Task to carry out - The answer must match the listing exactly, with every line written out again.

Data for review -
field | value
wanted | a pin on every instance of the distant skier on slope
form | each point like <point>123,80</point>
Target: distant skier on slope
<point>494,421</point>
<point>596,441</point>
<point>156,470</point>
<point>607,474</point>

Solution to the exercise -
field | value
wanted | a pin on every instance of the distant skier on slope
form | each point like <point>123,80</point>
Target: distant skier on slope
<point>494,421</point>
<point>596,441</point>
<point>156,470</point>
<point>607,474</point>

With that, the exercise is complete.